◆ TEXT PROVIDED
Shift Occurring in Deadly Overdoses

Rx opioid prescriptions down; illicit drugs are dominant cause of lethal drug overdoses
opioid crisis
opioid crisis

FRIDAY, Aug. 14, 2020 (HealthDay News) -- There has been a dramatic increase in overdose fatalities involving illicit opioids, stimulants, heroin, and cocaine but a simultaneous dramatic drop in the use of prescription opioids, according to the Opioid Task Force 2020 Progress Report released by the American Medical Association (AMA).

The AMA convened the AMA Opioid Task Force in 2014. The task force includes representatives from more than 25 national, specialty, and state medical associations who are committed to providing evidence-based recommendations and leadership to help end the opioid epidemic.

Stored data entries:
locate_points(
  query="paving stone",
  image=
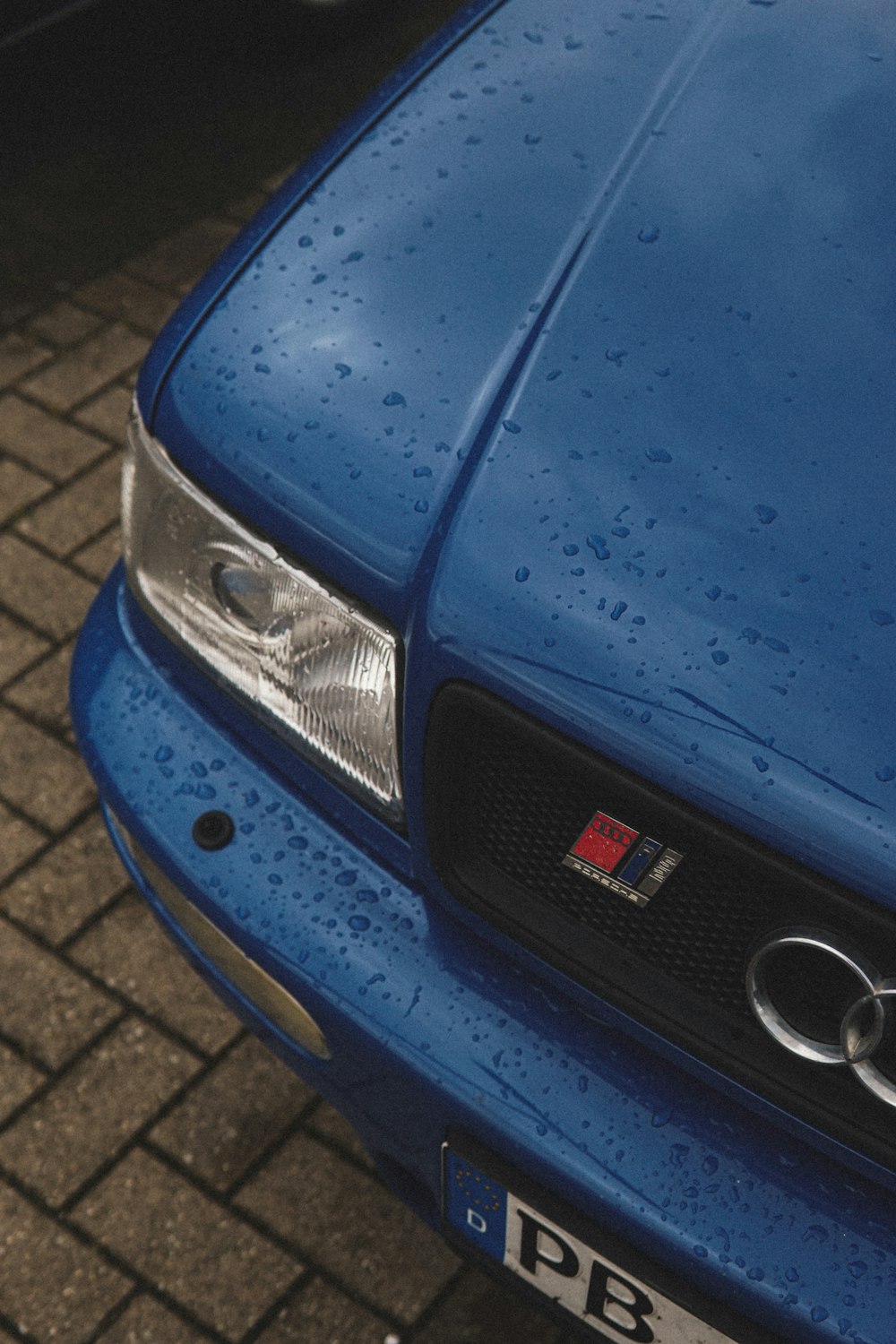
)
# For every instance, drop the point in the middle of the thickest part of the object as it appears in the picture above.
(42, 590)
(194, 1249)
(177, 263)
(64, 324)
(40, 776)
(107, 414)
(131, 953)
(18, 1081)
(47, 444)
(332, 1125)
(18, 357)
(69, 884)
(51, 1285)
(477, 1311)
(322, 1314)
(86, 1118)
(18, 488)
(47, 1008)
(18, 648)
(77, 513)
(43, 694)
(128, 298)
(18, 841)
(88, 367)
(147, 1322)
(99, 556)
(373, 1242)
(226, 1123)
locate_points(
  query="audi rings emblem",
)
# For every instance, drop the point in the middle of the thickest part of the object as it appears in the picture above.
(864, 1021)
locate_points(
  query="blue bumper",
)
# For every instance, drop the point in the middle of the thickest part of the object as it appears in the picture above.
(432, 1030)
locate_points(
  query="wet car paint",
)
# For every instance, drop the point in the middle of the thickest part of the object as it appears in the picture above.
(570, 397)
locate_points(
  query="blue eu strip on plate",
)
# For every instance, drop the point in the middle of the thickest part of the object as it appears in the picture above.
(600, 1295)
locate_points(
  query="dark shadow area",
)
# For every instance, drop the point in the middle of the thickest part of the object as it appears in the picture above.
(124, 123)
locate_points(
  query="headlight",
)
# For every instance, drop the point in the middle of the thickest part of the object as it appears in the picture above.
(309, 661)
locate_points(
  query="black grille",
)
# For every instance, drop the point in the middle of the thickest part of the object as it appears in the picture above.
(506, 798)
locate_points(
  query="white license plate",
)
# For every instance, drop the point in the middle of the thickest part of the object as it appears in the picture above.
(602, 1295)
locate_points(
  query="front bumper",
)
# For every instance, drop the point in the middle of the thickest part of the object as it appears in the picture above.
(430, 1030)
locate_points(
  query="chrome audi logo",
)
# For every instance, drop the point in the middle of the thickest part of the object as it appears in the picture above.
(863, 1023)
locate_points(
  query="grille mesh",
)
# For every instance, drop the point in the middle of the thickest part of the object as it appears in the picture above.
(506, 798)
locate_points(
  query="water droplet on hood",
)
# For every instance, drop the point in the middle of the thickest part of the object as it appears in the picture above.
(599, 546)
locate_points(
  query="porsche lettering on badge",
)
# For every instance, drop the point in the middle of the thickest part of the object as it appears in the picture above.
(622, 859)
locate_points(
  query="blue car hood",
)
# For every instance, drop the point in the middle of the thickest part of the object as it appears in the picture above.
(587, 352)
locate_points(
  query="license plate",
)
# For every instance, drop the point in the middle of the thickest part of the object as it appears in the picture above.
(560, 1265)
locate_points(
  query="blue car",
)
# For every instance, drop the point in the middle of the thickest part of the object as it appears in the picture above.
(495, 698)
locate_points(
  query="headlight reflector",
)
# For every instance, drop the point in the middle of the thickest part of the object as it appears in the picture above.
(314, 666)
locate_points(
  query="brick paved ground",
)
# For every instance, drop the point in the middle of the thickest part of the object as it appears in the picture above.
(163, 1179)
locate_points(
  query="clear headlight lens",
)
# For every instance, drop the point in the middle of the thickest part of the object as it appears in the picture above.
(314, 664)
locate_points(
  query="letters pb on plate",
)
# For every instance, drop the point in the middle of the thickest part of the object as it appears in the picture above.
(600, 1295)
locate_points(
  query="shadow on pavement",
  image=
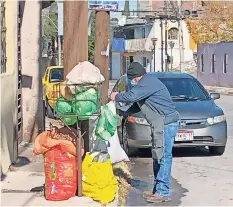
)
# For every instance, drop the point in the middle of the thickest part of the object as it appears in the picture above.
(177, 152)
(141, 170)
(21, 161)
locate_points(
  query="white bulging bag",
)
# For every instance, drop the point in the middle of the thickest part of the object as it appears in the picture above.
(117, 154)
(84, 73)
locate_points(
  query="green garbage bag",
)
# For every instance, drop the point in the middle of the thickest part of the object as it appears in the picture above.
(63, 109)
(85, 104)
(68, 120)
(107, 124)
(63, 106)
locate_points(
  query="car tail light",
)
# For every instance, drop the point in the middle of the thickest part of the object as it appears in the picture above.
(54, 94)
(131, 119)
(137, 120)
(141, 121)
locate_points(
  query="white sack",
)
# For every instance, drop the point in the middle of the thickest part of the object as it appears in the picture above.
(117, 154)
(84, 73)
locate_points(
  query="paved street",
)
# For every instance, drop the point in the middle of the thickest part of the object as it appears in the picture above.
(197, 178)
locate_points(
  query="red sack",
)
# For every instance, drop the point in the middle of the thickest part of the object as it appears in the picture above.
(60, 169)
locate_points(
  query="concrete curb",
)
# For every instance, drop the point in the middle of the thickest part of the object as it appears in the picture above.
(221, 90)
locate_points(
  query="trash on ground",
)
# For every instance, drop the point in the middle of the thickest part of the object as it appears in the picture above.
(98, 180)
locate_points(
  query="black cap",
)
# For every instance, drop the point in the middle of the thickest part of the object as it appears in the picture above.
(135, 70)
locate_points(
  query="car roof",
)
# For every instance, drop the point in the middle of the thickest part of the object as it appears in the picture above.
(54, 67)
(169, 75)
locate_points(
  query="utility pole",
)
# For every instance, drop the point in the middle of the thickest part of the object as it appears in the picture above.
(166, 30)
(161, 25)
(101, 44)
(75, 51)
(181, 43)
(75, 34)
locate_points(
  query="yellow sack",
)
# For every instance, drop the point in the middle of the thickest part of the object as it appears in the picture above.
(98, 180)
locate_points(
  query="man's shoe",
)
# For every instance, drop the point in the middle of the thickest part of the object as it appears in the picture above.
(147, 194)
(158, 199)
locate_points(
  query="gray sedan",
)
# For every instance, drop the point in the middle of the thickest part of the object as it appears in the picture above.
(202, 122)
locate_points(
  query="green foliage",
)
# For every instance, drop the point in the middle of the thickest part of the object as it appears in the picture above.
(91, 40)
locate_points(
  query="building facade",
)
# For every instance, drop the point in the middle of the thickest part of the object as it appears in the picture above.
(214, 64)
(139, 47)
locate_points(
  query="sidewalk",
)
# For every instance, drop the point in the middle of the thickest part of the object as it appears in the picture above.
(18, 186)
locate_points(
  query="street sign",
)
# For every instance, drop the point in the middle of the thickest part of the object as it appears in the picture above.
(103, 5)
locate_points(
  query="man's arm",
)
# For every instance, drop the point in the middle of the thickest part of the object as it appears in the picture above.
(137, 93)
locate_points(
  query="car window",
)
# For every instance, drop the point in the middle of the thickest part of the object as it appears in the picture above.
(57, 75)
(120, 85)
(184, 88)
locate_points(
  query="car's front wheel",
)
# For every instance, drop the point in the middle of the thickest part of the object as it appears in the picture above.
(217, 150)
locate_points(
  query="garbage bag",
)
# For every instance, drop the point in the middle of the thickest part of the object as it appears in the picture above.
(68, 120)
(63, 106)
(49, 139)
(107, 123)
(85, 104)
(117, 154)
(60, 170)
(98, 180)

◆ WHAT YOU NEED TO DO
Pick up the news report on the shift in deadly overdoses right after its last sentence and write the next few paragraphs.

◆ EXERCISE OUTPUT
The report shows that opioid prescribing decreased for a sixth year in a row (a drop of 37.1 percent, or more than 90 million opioid prescriptions between 2014 and 2019). There was a continued increase in Prescription Drug Monitoring Program registrations (a 64.4 percent increase from 2018 and a more than 1,100 percent increase since 2014). More physicians are certified to treat opioid use disorder. More than 85,000 physicians and a growing number of nurse practitioners and physician assistants are certified to treat opioid use disorder with in-office buprenorphine (an increase of more than 50,000 since 2017). There were more than 1 million naloxone prescriptions dispensed in 2019 (twice as many as in 2018 and a 649 percent increase from 2017). Policy solutions to remove barriers to evidence-based care are lagging.

"It is past time for policymakers, health insurers, pharmacy chains, and pharmacy benefit managers to remove barriers to evidence-based care for patients with pain and those with a substance use disorder," AMA Opioid Task Force Chair Patrice A. Harris, M.D., said in a statement.